WHAT IS EXPECTED:
Rewrite the records below with "trace the outline" changed to "draw the boundary" in every record, leaving everything else the same.

PROVIDED INFORMATION:
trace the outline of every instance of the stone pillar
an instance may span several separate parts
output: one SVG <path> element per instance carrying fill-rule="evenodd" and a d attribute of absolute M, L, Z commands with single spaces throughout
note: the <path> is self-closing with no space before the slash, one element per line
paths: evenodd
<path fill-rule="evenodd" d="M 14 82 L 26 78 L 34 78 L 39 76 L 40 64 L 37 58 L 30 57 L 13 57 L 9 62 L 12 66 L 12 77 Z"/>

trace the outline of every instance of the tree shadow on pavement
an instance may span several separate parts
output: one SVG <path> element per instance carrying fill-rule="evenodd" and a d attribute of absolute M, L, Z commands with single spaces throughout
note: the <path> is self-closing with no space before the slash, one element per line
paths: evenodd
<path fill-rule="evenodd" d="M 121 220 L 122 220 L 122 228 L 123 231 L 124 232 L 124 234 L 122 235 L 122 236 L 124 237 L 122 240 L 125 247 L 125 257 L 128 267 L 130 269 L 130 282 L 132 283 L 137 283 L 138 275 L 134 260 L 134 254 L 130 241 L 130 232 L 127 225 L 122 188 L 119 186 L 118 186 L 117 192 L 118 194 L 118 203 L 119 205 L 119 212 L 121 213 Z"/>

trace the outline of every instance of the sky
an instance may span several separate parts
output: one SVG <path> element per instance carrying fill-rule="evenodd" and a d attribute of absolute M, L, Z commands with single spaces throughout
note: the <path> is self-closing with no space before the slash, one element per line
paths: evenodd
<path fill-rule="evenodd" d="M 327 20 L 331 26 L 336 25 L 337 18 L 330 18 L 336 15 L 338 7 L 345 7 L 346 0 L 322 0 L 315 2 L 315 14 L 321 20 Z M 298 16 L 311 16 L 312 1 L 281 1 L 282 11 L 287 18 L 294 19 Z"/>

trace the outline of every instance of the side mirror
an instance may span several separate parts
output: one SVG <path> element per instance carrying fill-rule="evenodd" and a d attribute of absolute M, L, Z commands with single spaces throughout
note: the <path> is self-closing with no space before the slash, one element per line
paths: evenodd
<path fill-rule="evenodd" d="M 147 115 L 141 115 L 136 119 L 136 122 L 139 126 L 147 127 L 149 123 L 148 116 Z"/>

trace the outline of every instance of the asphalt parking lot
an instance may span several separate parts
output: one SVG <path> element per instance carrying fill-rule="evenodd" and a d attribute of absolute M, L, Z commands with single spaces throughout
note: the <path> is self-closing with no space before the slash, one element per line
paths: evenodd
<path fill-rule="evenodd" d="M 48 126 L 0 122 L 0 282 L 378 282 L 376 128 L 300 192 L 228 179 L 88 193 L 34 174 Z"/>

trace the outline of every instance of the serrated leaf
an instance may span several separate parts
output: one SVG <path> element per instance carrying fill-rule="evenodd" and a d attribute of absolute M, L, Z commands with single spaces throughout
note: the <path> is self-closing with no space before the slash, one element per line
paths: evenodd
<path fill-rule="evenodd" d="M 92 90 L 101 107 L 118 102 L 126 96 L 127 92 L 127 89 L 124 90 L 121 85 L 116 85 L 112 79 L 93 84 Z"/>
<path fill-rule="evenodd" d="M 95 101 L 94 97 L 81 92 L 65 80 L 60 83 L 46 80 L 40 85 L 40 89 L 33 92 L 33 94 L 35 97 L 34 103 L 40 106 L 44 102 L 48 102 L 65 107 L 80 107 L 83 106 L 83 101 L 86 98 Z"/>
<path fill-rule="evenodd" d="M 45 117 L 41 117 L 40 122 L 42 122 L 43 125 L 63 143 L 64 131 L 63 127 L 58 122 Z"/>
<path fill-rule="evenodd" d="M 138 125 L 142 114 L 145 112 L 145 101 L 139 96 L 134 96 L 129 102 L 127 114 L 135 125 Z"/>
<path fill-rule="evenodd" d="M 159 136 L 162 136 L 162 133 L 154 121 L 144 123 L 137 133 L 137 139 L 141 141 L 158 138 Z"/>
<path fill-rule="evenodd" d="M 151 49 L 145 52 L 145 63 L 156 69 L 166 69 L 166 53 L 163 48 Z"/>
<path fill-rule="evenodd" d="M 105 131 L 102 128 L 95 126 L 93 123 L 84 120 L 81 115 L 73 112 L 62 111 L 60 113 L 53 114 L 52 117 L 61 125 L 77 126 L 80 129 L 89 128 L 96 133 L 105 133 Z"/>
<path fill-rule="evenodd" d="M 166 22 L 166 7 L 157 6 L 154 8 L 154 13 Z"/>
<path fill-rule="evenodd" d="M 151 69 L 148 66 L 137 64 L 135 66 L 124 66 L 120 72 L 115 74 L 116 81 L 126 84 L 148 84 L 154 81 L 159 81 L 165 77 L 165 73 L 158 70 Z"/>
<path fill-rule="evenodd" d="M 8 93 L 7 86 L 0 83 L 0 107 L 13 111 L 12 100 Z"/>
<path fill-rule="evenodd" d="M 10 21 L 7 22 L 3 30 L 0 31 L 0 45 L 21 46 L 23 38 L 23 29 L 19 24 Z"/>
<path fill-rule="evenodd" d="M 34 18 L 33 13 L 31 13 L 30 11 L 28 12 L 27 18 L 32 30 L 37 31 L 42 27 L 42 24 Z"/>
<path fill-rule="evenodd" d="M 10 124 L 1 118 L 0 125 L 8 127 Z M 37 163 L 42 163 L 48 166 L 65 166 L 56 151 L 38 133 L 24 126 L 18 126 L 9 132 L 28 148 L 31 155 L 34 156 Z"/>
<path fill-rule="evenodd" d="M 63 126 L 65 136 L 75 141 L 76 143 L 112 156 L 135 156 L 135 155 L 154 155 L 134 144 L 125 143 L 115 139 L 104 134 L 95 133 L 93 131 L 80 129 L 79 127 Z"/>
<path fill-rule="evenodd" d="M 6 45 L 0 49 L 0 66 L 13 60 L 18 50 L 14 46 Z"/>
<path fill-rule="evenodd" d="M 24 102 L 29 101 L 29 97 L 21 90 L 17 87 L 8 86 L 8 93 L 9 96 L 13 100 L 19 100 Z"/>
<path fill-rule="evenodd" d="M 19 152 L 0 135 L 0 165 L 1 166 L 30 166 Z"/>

TASK RESPONSE:
draw the boundary of every instance of the stone pillar
an instance may span several separate parts
output: one SVG <path> element per instance carrying fill-rule="evenodd" and a d attribute of absolute M, L, Z commands with single spaces throughout
note: the <path> is self-closing with no space before the slash, one element per line
paths: evenodd
<path fill-rule="evenodd" d="M 14 82 L 26 78 L 34 78 L 39 76 L 40 64 L 37 58 L 30 57 L 13 57 L 9 62 L 12 66 L 12 77 Z"/>

draw the boundary of every instance of the tree shadow on pavement
an instance may span several separate parts
output: one SVG <path> element per instance carrying fill-rule="evenodd" and a d attribute of absolute M, L, Z commands with single spaces throughout
note: the <path> is self-closing with no space before the slash, one element per line
paths: evenodd
<path fill-rule="evenodd" d="M 121 220 L 122 220 L 122 228 L 123 231 L 124 232 L 124 234 L 122 235 L 122 236 L 124 237 L 122 240 L 125 247 L 125 257 L 128 267 L 130 269 L 130 282 L 132 283 L 137 283 L 138 275 L 134 260 L 134 254 L 130 241 L 130 232 L 127 225 L 122 188 L 119 186 L 118 186 L 117 192 L 118 194 L 118 203 L 119 205 L 119 212 L 121 213 Z"/>

draw the boundary of every instance of the sky
an instance may span several separate parts
output: one SVG <path> element per instance carrying fill-rule="evenodd" and a d attribute of absolute M, L, Z commands with single spaces throughout
note: the <path> is self-closing with no space before the slash, one element per line
paths: evenodd
<path fill-rule="evenodd" d="M 327 20 L 331 26 L 336 25 L 337 18 L 330 18 L 336 15 L 338 7 L 345 7 L 346 0 L 322 0 L 315 2 L 315 14 L 321 20 Z M 298 16 L 311 16 L 312 1 L 281 1 L 282 11 L 287 18 L 294 19 Z"/>

draw the boundary of every instance of the side mirror
an instance may span several separate parts
output: one SVG <path> element per instance carrying fill-rule="evenodd" and a d attribute of absolute M, L, Z commands with single spaces throughout
note: the <path> is self-closing with no space before the slash, one element per line
paths: evenodd
<path fill-rule="evenodd" d="M 147 115 L 141 115 L 136 119 L 136 122 L 139 126 L 147 127 L 149 123 L 148 116 Z"/>

draw the boundary of every instance of the asphalt parking lot
an instance may span several separate parts
output: one SVG <path> element per instance carrying fill-rule="evenodd" and a d attribute of absolute M, L, Z commands with single spaces throughout
note: the <path> is self-closing with no space before the slash, one element per line
paths: evenodd
<path fill-rule="evenodd" d="M 48 126 L 0 122 L 0 282 L 378 282 L 376 128 L 300 192 L 228 179 L 88 193 L 34 174 Z"/>

draw the boundary of every instance of the serrated leaf
an instance may span several separate parts
output: one SVG <path> element per instance carrying fill-rule="evenodd" and a d attribute of absolute M, L, Z commands with single spaces throughout
note: the <path> is self-closing with no space before the slash, one element per line
paths: evenodd
<path fill-rule="evenodd" d="M 92 90 L 101 107 L 118 102 L 126 96 L 127 92 L 127 89 L 124 90 L 121 85 L 116 85 L 112 79 L 93 84 Z"/>
<path fill-rule="evenodd" d="M 95 101 L 94 97 L 81 92 L 65 80 L 60 83 L 46 80 L 40 85 L 40 89 L 33 92 L 33 94 L 35 97 L 34 103 L 40 106 L 44 102 L 48 102 L 65 107 L 80 107 L 83 106 L 83 101 L 86 98 Z"/>
<path fill-rule="evenodd" d="M 45 117 L 41 117 L 40 122 L 42 122 L 43 125 L 63 143 L 64 131 L 63 127 L 58 122 Z"/>
<path fill-rule="evenodd" d="M 138 125 L 142 114 L 145 112 L 145 101 L 139 96 L 134 96 L 129 102 L 127 114 L 135 125 Z"/>
<path fill-rule="evenodd" d="M 159 136 L 162 136 L 162 133 L 154 121 L 144 123 L 137 133 L 137 139 L 141 141 L 158 138 Z"/>
<path fill-rule="evenodd" d="M 151 49 L 145 52 L 145 63 L 156 69 L 166 69 L 166 53 L 163 48 Z"/>
<path fill-rule="evenodd" d="M 105 131 L 102 128 L 95 126 L 93 123 L 84 120 L 81 115 L 73 112 L 62 111 L 60 113 L 53 114 L 52 117 L 61 125 L 77 126 L 80 129 L 89 128 L 96 133 L 105 133 Z"/>
<path fill-rule="evenodd" d="M 166 22 L 166 7 L 157 6 L 154 8 L 154 13 Z"/>
<path fill-rule="evenodd" d="M 151 69 L 148 66 L 137 64 L 135 66 L 124 66 L 120 72 L 115 74 L 116 81 L 126 84 L 148 84 L 154 81 L 159 81 L 165 77 L 165 73 L 158 70 Z"/>
<path fill-rule="evenodd" d="M 8 93 L 7 86 L 0 83 L 0 107 L 13 111 L 12 100 Z"/>
<path fill-rule="evenodd" d="M 10 21 L 7 22 L 3 30 L 0 31 L 0 45 L 21 46 L 23 38 L 23 29 L 19 24 Z"/>
<path fill-rule="evenodd" d="M 34 18 L 33 13 L 31 13 L 30 11 L 28 12 L 27 18 L 32 30 L 37 31 L 42 27 L 42 24 Z"/>
<path fill-rule="evenodd" d="M 10 124 L 1 118 L 0 125 L 8 127 Z M 37 163 L 42 163 L 48 166 L 65 166 L 56 151 L 38 133 L 24 126 L 18 126 L 9 132 L 28 148 L 31 155 L 34 156 Z"/>
<path fill-rule="evenodd" d="M 63 126 L 65 136 L 75 141 L 76 143 L 112 156 L 135 156 L 135 155 L 154 155 L 134 144 L 125 143 L 115 139 L 104 134 L 95 133 L 93 131 L 80 129 L 79 127 Z"/>
<path fill-rule="evenodd" d="M 6 45 L 0 49 L 0 66 L 13 60 L 18 50 L 14 46 Z"/>
<path fill-rule="evenodd" d="M 24 102 L 29 101 L 29 97 L 21 90 L 17 87 L 8 86 L 8 93 L 9 96 L 13 100 L 19 100 Z"/>
<path fill-rule="evenodd" d="M 19 152 L 0 135 L 0 165 L 1 166 L 30 166 Z"/>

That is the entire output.